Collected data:

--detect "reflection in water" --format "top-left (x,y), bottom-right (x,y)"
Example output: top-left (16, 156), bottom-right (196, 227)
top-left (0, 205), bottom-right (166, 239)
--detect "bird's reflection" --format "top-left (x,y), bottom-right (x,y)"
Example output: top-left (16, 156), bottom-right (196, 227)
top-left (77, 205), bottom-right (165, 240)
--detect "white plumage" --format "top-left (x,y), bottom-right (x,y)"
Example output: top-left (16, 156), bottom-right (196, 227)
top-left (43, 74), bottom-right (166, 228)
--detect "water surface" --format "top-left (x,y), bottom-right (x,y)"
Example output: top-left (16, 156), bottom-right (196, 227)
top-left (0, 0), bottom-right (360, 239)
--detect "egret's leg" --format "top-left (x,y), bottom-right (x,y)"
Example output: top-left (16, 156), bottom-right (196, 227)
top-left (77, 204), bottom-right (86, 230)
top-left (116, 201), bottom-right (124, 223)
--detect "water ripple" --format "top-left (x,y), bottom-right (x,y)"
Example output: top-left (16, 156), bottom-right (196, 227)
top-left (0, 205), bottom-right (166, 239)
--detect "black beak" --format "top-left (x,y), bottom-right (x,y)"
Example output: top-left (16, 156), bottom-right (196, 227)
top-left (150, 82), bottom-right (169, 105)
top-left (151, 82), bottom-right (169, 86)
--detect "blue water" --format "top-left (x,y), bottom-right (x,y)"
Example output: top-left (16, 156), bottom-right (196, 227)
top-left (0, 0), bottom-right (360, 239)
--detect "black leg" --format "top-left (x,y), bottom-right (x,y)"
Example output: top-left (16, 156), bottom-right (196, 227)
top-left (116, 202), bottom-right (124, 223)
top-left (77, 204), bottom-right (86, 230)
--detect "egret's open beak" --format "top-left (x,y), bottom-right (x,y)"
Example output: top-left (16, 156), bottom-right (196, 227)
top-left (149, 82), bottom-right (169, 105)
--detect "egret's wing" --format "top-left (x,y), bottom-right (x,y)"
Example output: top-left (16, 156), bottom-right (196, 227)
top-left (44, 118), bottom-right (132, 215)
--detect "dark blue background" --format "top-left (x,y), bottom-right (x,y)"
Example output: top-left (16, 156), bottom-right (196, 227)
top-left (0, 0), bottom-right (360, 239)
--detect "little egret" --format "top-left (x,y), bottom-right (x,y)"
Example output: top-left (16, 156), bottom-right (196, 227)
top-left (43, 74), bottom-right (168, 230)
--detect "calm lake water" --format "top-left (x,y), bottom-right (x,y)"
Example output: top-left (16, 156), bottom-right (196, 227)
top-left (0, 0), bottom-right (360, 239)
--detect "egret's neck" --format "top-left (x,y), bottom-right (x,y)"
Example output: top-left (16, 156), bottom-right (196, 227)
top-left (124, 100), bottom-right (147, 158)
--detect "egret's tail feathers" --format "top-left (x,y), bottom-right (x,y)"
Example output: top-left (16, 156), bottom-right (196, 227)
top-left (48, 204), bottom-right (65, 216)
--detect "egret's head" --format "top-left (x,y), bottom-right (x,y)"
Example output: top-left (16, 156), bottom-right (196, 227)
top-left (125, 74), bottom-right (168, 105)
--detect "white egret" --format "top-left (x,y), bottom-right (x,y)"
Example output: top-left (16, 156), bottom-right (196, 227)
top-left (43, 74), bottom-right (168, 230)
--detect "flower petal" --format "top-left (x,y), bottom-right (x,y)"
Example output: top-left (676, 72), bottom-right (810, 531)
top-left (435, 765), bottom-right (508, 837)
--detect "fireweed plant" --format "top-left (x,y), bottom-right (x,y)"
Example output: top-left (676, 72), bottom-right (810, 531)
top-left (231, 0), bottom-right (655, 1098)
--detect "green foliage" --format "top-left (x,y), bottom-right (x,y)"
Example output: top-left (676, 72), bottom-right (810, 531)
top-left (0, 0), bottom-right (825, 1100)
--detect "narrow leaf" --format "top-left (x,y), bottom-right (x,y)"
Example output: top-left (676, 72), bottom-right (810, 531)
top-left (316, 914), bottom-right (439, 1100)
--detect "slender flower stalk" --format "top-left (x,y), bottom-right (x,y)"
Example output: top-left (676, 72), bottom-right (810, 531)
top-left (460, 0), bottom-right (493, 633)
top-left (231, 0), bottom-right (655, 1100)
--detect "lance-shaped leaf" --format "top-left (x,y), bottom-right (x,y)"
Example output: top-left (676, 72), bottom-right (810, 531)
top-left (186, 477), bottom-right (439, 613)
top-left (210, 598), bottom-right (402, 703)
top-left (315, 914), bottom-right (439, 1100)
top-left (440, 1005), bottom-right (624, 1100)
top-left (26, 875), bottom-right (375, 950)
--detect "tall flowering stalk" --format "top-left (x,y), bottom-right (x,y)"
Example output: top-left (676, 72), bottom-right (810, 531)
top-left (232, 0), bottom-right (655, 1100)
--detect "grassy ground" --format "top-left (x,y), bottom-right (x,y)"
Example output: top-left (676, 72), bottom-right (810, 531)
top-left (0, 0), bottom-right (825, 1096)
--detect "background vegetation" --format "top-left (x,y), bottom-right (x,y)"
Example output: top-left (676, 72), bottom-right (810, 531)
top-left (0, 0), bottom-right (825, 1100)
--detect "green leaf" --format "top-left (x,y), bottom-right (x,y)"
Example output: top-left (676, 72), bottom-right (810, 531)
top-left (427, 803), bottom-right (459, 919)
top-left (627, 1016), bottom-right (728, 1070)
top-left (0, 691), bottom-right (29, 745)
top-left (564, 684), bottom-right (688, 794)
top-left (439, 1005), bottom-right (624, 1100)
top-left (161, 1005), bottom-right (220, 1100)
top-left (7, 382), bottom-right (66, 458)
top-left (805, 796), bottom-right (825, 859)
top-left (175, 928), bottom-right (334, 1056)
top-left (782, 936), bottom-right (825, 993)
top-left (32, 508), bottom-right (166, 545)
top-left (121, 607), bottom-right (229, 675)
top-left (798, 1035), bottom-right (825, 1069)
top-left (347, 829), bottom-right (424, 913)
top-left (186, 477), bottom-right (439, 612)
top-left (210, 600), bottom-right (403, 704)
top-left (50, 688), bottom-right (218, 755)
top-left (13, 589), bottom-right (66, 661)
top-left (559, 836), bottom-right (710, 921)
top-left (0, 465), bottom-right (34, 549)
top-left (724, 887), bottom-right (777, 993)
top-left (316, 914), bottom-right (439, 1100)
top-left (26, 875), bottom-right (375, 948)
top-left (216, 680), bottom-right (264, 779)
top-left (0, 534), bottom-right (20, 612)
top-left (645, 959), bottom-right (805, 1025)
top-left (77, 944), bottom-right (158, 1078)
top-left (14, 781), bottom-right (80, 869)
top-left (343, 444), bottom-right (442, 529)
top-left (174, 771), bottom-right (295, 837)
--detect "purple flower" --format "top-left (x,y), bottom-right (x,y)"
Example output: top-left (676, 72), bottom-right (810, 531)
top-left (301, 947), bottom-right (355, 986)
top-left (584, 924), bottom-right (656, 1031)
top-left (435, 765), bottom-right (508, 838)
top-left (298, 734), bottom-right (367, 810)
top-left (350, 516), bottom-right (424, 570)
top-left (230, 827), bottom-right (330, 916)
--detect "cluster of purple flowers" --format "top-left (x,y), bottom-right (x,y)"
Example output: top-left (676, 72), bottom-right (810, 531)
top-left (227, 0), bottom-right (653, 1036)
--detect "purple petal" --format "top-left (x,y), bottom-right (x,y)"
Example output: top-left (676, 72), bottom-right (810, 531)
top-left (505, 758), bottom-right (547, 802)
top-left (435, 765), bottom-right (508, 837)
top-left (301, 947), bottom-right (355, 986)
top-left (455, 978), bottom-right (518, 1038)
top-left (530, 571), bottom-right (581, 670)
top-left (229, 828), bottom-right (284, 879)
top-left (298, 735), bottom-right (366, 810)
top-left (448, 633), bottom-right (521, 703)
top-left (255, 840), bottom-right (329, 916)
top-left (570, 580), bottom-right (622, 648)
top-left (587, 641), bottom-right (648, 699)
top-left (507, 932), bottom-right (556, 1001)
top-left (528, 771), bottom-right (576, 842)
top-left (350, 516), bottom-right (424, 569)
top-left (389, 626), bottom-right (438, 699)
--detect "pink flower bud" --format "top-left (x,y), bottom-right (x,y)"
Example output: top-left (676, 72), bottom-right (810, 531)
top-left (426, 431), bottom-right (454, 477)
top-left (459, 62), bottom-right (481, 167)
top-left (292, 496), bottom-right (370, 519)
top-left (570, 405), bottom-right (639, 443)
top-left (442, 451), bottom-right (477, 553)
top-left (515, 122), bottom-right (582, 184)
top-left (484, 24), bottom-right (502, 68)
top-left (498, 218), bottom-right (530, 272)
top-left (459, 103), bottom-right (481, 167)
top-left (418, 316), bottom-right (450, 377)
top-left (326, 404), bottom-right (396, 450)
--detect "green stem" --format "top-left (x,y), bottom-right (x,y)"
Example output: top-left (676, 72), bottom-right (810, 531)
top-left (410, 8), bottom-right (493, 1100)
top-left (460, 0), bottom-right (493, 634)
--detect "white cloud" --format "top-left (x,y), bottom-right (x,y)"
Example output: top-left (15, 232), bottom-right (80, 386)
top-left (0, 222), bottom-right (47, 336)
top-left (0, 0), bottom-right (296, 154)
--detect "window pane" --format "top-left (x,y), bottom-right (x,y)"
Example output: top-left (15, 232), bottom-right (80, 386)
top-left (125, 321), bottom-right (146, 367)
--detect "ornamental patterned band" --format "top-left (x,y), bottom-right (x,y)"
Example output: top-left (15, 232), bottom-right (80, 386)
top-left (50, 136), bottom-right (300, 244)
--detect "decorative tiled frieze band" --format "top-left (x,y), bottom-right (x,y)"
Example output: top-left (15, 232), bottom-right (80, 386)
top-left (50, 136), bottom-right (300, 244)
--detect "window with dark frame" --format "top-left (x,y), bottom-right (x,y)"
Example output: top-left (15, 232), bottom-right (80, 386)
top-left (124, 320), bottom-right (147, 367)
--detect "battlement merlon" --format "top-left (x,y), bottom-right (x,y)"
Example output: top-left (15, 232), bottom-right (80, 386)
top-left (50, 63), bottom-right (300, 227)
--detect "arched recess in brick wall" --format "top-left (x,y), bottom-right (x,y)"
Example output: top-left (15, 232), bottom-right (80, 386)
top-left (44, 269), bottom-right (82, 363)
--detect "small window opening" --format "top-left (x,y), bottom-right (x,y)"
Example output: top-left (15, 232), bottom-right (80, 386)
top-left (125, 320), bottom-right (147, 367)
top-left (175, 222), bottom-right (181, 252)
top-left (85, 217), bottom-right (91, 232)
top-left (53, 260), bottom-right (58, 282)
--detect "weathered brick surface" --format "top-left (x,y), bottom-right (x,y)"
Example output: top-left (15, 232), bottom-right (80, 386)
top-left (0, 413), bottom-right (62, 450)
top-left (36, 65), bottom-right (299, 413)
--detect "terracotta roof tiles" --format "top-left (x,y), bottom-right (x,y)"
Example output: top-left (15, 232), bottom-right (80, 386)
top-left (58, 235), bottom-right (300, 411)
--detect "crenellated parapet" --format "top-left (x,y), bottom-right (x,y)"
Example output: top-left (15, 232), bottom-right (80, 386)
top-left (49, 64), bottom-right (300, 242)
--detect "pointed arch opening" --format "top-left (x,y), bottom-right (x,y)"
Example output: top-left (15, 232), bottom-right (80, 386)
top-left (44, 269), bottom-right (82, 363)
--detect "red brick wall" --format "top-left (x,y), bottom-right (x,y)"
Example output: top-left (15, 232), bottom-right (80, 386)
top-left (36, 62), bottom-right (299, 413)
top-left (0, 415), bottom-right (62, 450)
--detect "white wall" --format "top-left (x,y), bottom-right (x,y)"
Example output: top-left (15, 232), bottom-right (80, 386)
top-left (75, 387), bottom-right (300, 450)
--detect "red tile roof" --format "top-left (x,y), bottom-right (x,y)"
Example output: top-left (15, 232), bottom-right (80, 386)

GIVEN INSTRUCTION: Put each line of the material, from the very first line down through the line that contains "top-left (77, 205), bottom-right (165, 240)", into a JSON list of strings with one string per line. Leave out any blank lines.

RESPONSE TO THE TASK:
[
  "--detect \"reflection in water\" --format \"top-left (x,y), bottom-right (x,y)\"",
  "Example output: top-left (16, 156), bottom-right (196, 227)",
  "top-left (0, 205), bottom-right (166, 239)",
  "--detect \"bird's reflection\" --format \"top-left (x,y), bottom-right (x,y)\"",
  "Example output: top-left (16, 156), bottom-right (196, 227)",
  "top-left (77, 205), bottom-right (165, 240)"
]